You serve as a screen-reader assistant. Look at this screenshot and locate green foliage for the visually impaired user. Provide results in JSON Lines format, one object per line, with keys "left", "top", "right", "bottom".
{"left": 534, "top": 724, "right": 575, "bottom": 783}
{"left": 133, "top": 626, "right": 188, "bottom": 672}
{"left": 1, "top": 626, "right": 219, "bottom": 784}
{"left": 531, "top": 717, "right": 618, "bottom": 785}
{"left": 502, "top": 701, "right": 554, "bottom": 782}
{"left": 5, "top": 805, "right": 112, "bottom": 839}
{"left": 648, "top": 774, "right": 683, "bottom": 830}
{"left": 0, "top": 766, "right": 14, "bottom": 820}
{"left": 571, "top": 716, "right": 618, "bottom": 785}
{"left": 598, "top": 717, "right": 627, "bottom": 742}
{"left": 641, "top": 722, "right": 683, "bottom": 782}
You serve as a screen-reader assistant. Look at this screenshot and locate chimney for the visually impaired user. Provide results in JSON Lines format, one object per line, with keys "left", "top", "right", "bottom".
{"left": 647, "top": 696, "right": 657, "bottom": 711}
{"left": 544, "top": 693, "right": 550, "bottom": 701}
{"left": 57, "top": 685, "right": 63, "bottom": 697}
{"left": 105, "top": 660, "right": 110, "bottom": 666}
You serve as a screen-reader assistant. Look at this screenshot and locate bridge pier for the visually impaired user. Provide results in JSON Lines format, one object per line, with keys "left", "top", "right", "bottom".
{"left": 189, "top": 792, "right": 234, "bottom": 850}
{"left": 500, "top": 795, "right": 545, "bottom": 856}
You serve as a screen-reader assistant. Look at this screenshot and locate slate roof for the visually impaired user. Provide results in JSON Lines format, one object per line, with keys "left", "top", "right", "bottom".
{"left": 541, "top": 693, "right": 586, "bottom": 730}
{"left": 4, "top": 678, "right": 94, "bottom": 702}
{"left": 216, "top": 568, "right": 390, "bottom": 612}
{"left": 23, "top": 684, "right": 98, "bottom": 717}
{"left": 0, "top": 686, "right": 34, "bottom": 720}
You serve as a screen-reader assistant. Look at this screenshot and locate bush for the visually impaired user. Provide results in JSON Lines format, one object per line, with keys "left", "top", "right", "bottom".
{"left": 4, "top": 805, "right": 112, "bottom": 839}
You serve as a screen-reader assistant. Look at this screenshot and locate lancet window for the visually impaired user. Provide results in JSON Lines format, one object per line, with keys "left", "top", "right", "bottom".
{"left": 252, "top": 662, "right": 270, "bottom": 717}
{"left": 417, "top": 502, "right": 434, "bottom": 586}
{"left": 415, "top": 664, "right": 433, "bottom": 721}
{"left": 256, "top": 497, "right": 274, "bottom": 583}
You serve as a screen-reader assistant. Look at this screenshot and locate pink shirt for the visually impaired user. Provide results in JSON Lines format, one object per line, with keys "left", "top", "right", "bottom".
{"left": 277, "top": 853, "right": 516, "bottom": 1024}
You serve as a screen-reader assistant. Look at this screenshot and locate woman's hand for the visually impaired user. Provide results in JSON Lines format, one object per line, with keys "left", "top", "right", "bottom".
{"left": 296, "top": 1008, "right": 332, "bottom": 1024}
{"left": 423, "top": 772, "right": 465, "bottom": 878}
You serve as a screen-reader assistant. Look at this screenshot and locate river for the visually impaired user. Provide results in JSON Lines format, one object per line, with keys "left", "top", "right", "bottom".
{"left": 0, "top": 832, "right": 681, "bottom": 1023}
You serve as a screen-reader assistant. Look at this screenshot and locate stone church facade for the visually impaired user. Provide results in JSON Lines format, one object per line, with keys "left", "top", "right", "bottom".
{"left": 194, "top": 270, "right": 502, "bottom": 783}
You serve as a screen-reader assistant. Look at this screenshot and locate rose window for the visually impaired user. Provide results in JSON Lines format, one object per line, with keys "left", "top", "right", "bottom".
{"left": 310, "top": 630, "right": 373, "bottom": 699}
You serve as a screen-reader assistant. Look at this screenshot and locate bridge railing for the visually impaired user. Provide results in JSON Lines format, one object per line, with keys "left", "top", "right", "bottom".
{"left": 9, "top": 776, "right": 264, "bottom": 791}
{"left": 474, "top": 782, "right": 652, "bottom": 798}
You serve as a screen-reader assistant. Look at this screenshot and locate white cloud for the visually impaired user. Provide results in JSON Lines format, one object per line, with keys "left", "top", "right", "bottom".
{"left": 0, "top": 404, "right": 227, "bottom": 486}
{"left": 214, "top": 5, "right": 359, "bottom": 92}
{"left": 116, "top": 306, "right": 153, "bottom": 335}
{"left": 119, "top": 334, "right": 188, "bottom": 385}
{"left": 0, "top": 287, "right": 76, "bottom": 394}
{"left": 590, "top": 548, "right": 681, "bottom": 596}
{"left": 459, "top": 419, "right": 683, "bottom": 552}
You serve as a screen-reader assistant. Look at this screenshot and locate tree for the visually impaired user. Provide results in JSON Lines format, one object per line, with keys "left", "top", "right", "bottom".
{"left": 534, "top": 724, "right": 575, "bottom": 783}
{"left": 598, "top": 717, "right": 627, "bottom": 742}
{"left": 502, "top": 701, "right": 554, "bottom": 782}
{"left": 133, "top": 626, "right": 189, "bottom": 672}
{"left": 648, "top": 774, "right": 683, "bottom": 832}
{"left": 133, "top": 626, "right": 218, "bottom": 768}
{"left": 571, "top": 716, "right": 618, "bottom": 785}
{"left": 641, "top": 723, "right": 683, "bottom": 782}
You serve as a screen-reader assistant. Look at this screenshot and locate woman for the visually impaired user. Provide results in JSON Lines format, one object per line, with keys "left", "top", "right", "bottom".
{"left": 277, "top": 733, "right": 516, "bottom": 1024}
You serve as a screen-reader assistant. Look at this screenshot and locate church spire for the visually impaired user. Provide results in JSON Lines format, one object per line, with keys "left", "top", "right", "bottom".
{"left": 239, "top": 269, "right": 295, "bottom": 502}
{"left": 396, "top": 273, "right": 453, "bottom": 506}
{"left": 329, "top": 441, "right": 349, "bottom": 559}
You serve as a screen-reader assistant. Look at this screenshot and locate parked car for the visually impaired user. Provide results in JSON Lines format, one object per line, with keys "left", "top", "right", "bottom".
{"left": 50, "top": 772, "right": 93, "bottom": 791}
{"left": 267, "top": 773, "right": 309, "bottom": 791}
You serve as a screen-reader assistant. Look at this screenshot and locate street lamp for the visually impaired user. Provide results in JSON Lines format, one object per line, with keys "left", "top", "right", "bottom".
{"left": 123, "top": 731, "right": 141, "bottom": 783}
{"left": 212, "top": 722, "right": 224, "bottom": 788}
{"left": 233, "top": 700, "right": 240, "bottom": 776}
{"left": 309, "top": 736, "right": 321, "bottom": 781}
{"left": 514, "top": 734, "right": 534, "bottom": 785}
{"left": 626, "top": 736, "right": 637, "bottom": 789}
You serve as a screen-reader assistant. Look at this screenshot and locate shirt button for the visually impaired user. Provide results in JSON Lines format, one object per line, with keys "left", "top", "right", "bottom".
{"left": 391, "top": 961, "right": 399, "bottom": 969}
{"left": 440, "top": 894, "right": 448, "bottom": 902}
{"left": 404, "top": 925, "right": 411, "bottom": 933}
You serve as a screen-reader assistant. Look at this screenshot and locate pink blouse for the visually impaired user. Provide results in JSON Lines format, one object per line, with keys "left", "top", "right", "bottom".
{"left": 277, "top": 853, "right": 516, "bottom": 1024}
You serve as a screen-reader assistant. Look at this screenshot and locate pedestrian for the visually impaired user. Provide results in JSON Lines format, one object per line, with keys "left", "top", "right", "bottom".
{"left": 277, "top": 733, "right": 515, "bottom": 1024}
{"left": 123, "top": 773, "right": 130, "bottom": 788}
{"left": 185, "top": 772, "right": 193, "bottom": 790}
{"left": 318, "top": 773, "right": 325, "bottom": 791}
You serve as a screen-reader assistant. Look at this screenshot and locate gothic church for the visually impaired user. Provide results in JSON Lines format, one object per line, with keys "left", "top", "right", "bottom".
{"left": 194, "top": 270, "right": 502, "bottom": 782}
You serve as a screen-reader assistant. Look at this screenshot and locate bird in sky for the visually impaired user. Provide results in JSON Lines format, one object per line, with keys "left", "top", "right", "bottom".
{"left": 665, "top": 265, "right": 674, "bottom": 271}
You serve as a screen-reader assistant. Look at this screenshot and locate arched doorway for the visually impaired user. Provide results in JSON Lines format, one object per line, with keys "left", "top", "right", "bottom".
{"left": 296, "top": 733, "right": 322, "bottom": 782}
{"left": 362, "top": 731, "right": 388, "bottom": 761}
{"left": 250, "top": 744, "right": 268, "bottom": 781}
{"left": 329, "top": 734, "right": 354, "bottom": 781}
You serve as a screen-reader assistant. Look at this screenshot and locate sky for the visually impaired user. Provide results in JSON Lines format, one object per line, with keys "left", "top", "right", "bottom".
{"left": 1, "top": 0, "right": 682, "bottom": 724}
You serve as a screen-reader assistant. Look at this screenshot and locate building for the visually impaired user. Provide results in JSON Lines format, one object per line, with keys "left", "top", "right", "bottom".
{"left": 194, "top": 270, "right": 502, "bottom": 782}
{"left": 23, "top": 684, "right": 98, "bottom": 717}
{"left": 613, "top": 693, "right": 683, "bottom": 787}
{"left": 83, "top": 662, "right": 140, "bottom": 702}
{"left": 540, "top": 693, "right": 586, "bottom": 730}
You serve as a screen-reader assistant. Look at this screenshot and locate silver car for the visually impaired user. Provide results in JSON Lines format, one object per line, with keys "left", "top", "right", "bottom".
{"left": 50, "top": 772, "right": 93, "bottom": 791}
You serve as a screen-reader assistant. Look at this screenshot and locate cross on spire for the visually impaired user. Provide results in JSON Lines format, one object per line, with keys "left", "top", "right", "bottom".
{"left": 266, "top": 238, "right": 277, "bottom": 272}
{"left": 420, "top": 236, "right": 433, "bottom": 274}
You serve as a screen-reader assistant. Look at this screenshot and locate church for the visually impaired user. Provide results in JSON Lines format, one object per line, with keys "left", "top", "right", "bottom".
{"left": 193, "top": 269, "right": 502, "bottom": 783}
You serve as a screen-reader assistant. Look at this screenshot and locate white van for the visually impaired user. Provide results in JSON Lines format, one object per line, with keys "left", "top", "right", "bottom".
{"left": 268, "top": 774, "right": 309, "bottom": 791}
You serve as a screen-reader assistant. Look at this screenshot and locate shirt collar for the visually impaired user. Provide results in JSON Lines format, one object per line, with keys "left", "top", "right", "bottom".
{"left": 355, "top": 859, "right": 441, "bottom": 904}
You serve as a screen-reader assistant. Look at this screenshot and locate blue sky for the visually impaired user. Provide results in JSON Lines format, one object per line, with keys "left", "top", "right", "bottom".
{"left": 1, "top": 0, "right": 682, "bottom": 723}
☆ ☆ ☆ ☆ ☆ ☆ ☆
=== PROBLEM DETAILS ===
What the answer should hold is an exact copy of each line from the one containing "locate church for" to the final line of the listing above.

=== YOUR RESPONSE ===
You serve as a screen-reader assistant. Look at this screenshot and locate church for the visually impaired user. Provide results in JSON Lines format, one object per line, with keys "left", "top", "right", "bottom".
{"left": 193, "top": 269, "right": 502, "bottom": 783}
You serve as a screen-reader assistant. Look at this screenshot and locate white van for the visually impaired user. Provide results in JSON Lines format, one object per line, with keys "left", "top", "right", "bottom".
{"left": 268, "top": 774, "right": 309, "bottom": 791}
You serve as a screen-reader assistant. Look at this screenshot and locate shirt collar for the visually impaired user. Provide results in JSON Lines format, one object per line, with keys "left", "top", "right", "bottom".
{"left": 355, "top": 859, "right": 441, "bottom": 904}
You serve as a screen-reader assistant. Look at this screenshot and locate blue sky for the visually impaired user. Provide results in JSON Lines format, one object per line, with keys "left", "top", "right", "bottom".
{"left": 1, "top": 0, "right": 682, "bottom": 723}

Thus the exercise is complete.